↓

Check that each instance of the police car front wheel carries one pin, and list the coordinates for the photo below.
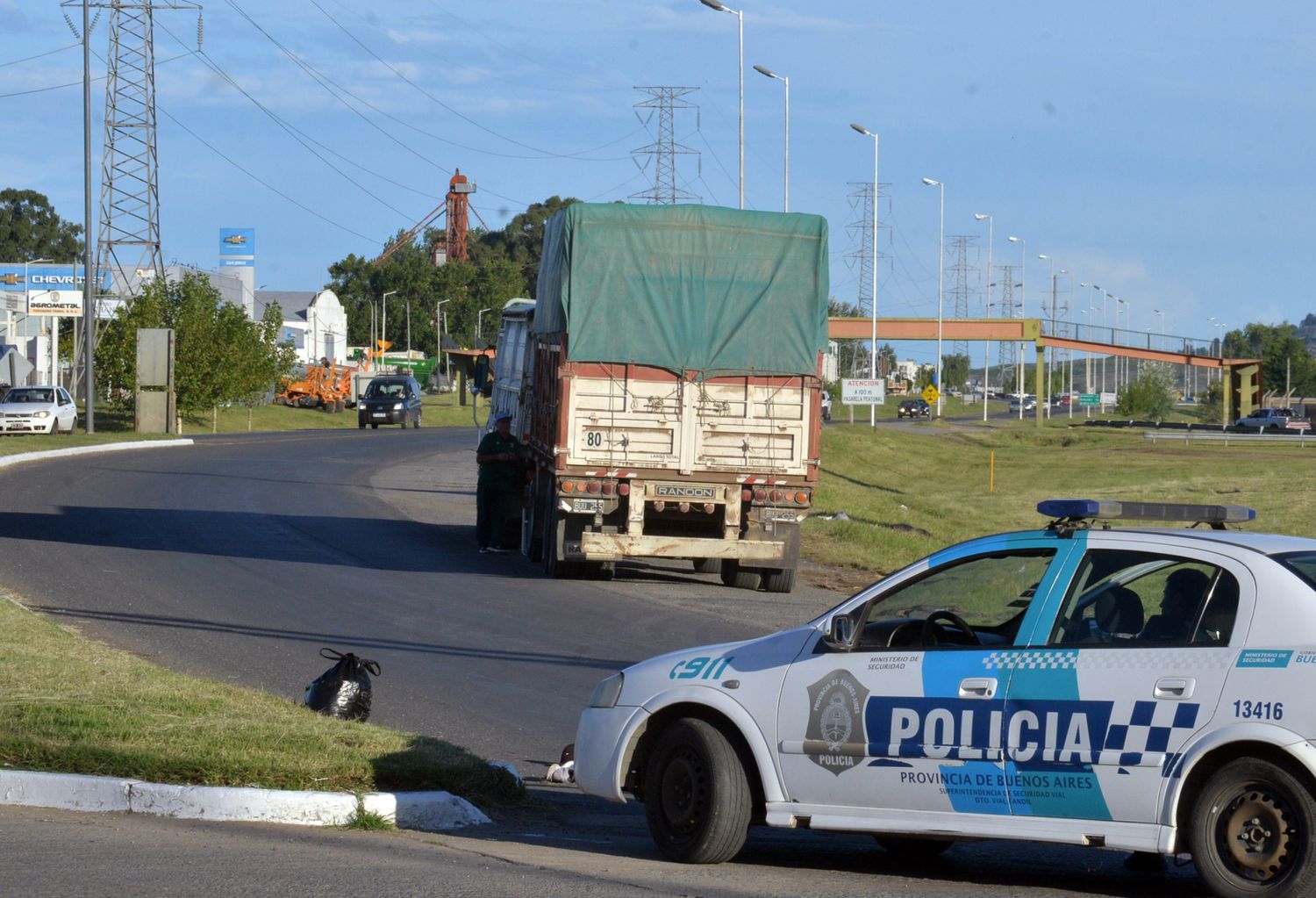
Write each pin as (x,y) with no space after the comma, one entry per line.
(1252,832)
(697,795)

↑
↓

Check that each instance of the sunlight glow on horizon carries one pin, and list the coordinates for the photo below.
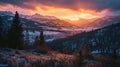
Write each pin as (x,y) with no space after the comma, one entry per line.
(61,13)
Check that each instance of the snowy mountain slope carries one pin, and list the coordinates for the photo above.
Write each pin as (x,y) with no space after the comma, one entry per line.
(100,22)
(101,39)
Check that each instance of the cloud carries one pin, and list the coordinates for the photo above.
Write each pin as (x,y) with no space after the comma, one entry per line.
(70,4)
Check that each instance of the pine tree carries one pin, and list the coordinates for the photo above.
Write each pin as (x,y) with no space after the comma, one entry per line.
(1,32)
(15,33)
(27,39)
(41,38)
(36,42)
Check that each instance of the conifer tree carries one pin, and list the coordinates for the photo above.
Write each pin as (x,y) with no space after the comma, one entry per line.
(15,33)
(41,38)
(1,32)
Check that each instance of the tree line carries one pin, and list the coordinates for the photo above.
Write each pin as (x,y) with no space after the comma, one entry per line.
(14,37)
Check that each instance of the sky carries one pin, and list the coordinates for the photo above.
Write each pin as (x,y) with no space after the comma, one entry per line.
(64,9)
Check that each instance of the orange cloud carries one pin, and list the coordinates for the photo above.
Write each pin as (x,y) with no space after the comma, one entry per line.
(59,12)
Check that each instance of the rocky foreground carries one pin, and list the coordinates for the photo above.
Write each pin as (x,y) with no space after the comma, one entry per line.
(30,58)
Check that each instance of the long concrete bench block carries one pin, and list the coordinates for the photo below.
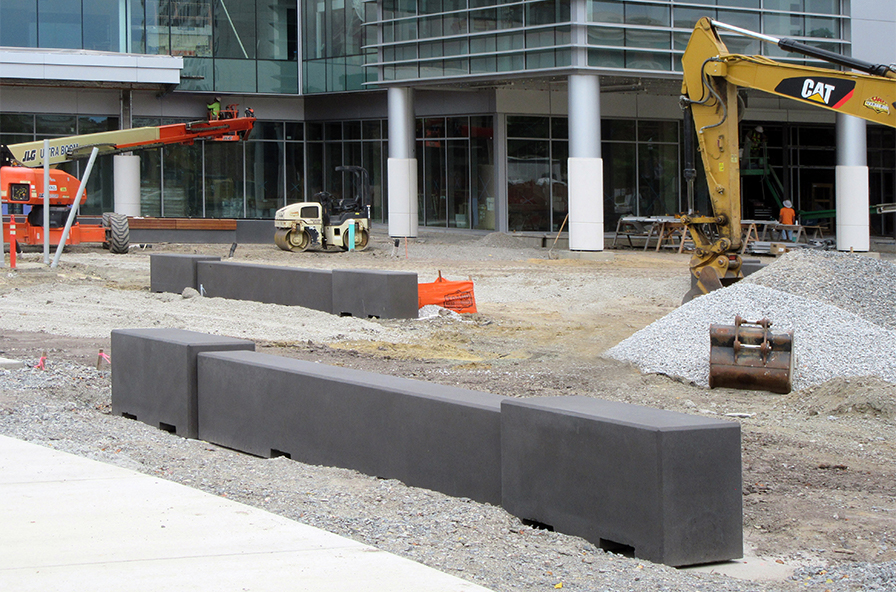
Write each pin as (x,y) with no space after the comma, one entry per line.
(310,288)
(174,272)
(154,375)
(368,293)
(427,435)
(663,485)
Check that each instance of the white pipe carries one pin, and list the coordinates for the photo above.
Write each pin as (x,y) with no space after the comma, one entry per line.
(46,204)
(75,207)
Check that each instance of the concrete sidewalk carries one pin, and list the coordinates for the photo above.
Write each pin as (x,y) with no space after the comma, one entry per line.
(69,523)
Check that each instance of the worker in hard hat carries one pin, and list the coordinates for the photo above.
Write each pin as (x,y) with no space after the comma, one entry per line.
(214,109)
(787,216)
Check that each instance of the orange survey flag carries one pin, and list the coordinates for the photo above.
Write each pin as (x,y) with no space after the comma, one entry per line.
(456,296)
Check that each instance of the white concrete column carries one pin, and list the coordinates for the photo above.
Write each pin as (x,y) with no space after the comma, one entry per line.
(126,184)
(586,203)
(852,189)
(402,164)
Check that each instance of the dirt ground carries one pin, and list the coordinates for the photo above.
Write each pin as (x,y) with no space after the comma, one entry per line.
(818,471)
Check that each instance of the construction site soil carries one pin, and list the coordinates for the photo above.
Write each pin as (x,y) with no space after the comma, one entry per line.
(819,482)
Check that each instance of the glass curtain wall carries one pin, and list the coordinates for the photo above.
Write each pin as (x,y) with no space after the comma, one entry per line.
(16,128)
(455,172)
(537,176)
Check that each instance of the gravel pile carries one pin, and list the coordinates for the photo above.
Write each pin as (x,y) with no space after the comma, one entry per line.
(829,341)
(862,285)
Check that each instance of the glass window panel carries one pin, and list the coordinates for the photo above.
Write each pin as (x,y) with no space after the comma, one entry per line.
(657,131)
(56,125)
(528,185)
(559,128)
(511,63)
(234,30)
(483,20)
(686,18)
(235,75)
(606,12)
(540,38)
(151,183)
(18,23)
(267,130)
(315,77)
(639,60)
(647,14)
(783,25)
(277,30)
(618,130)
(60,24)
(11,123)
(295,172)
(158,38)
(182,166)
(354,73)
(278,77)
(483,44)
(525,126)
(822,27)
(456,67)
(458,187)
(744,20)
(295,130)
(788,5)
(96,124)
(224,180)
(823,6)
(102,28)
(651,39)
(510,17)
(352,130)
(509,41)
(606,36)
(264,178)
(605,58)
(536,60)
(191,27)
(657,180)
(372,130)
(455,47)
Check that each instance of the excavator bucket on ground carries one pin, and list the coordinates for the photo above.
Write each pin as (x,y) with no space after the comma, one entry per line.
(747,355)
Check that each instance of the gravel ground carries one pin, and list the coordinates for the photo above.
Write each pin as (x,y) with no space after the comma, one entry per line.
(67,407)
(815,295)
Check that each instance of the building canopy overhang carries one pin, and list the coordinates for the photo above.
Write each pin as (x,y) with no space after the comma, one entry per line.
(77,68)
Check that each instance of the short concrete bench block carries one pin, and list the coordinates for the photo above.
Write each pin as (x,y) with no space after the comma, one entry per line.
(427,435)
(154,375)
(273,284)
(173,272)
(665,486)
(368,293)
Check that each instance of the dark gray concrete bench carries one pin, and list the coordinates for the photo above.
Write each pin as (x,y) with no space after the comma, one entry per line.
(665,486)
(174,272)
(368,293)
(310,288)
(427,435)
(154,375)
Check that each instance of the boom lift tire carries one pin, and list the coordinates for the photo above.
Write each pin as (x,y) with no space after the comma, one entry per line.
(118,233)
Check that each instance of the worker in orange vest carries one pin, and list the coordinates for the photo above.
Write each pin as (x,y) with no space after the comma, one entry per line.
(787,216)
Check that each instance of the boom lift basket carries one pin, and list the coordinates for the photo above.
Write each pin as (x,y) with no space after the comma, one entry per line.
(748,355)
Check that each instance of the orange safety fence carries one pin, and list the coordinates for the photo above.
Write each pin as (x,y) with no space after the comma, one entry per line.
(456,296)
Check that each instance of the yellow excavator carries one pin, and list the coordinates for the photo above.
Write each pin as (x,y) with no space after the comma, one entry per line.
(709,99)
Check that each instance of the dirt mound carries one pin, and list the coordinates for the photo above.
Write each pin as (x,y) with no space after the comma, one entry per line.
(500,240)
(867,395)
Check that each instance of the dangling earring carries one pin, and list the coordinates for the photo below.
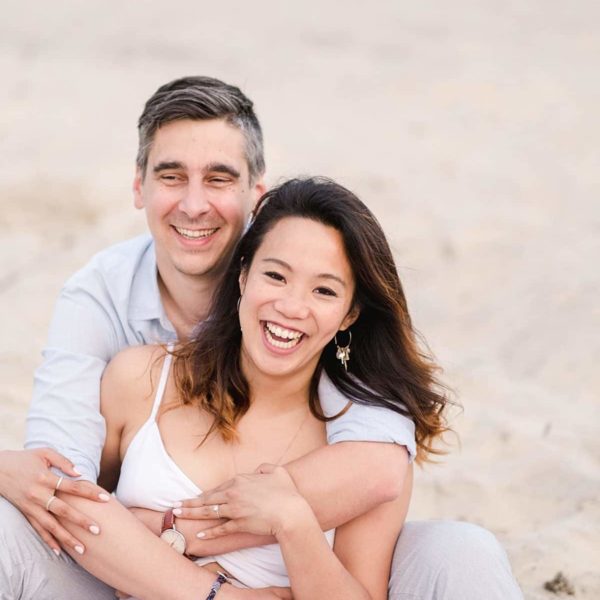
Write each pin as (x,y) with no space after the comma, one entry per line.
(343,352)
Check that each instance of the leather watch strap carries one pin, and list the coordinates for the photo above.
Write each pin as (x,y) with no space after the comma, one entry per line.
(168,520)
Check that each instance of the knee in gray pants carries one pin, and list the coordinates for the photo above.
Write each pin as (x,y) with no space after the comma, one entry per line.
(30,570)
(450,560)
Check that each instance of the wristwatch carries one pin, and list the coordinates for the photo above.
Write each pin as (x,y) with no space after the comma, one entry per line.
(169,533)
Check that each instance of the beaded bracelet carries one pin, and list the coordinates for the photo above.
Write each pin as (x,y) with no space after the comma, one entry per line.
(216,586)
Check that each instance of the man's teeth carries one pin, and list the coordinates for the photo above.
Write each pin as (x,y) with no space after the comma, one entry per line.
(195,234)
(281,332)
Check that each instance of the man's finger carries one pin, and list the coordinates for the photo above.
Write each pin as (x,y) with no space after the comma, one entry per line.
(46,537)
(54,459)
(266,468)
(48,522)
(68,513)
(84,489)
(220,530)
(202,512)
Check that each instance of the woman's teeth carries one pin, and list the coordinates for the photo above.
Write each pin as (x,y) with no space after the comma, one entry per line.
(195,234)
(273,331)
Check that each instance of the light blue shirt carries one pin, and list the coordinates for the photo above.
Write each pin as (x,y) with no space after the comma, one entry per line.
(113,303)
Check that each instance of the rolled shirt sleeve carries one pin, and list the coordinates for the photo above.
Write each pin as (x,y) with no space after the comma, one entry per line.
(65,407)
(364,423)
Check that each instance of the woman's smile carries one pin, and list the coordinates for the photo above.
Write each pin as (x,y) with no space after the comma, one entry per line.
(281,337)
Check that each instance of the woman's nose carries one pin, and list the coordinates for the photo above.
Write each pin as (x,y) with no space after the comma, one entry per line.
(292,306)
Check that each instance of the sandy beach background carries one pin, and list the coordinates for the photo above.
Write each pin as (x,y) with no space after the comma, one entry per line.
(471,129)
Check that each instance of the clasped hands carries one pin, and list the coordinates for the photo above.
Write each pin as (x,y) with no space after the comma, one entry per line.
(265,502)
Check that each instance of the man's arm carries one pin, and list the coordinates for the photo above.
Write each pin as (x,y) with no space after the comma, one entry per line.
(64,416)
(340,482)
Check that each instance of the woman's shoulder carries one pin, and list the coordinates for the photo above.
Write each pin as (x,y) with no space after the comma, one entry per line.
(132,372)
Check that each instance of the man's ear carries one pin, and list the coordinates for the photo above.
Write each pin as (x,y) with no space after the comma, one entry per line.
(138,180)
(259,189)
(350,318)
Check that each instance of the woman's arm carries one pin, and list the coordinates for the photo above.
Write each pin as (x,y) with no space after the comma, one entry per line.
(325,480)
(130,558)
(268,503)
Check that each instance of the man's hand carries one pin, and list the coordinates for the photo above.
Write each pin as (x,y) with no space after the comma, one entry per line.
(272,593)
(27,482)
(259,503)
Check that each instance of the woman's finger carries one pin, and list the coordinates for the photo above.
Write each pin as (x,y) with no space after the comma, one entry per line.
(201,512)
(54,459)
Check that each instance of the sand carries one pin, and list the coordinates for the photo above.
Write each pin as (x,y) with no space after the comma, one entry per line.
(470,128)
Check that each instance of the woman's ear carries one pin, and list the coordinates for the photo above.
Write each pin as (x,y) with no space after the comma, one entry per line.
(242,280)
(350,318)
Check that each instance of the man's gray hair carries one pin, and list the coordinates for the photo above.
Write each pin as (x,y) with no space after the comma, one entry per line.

↑
↓

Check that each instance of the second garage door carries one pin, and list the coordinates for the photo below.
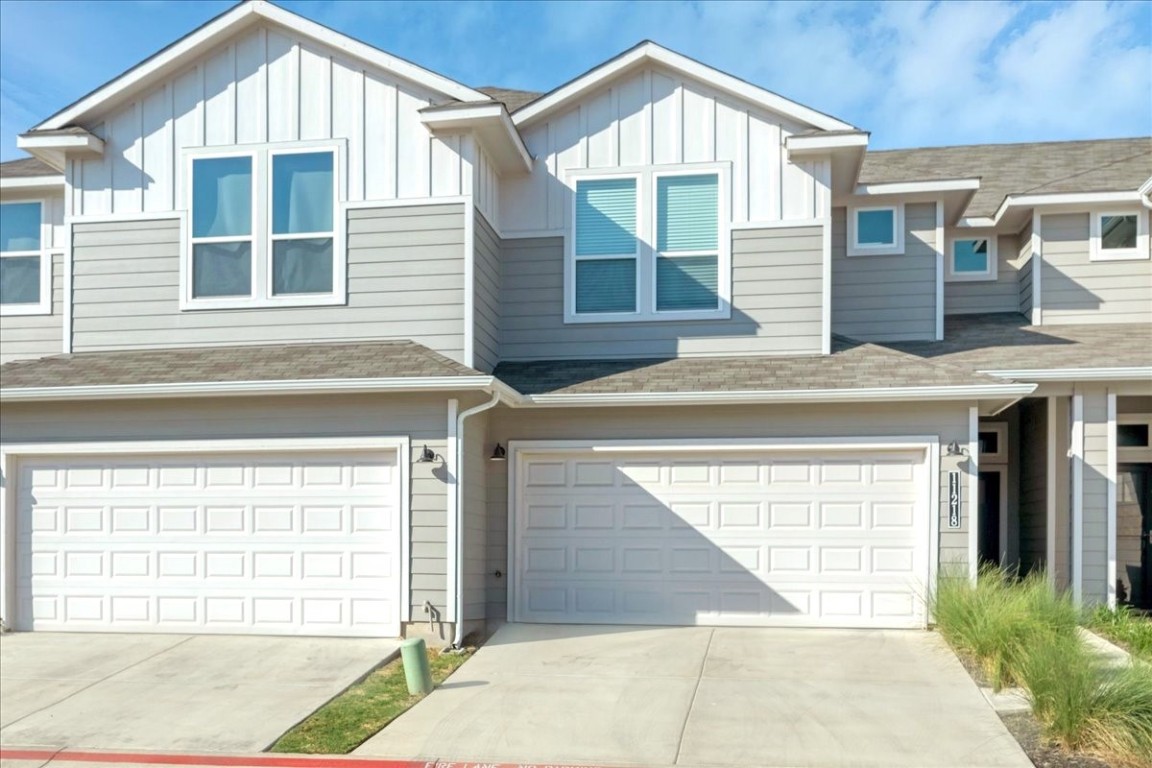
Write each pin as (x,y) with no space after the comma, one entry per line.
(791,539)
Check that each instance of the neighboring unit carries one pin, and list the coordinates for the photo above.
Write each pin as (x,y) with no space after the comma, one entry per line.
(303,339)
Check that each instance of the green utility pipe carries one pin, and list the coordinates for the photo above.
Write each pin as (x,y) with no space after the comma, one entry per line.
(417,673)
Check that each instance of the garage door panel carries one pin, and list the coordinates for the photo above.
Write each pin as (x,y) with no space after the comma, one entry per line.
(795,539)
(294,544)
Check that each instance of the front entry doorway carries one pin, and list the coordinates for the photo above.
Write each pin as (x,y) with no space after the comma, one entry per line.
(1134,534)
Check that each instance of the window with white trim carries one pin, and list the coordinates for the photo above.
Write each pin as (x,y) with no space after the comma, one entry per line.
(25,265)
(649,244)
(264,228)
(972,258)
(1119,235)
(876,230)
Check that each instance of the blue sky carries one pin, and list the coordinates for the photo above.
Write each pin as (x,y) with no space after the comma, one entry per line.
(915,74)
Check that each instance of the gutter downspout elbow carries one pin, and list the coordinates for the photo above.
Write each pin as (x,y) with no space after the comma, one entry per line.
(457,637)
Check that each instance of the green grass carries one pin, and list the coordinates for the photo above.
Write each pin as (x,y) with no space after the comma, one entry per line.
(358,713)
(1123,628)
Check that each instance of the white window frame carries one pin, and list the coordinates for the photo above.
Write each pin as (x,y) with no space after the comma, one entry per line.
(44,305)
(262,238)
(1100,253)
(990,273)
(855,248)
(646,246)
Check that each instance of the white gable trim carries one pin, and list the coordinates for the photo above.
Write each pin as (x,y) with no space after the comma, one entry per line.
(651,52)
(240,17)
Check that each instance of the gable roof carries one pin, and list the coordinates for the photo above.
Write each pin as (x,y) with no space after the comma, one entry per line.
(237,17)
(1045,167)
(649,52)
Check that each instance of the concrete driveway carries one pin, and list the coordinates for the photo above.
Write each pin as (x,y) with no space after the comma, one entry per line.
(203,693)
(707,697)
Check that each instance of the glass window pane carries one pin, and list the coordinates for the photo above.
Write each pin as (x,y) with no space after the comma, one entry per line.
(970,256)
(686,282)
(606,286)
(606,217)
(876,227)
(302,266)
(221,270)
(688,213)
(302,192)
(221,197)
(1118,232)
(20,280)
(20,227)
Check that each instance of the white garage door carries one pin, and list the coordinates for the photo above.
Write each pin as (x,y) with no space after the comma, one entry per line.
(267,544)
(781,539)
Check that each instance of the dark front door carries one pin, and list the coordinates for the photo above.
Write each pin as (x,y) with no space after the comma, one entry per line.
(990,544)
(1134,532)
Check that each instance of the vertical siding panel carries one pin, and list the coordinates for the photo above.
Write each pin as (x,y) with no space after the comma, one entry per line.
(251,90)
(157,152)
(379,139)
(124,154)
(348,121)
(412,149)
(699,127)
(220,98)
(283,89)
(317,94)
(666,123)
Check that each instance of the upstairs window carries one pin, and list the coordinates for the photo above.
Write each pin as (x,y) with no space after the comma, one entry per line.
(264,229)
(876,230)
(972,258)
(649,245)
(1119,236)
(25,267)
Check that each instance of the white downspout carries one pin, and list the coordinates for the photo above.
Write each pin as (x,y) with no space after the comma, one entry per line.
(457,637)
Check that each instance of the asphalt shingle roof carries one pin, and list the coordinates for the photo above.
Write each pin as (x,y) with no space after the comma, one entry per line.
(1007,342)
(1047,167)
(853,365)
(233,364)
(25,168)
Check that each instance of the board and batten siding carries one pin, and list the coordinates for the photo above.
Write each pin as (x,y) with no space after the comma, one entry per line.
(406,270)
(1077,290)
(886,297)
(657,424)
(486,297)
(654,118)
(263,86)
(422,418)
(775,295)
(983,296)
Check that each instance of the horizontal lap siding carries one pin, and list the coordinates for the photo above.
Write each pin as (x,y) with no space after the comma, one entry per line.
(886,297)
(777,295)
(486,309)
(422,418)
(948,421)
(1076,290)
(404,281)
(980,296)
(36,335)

↑

Task directions: Report every line above that contains the word "orange", reproducing each such line in full.

Result:
Check that each instance of the orange cloud carries one pin, and list the coordinates for the photo above.
Check that each instance of the orange survey flag carries one pin, and list the coordinates for the photo above.
Check that each instance of the worker in orange vest carries one pin, and list the coordinates for the photo above.
Check that each instance of the orange safety fence carries one pin, and list the coordinates for the photo above.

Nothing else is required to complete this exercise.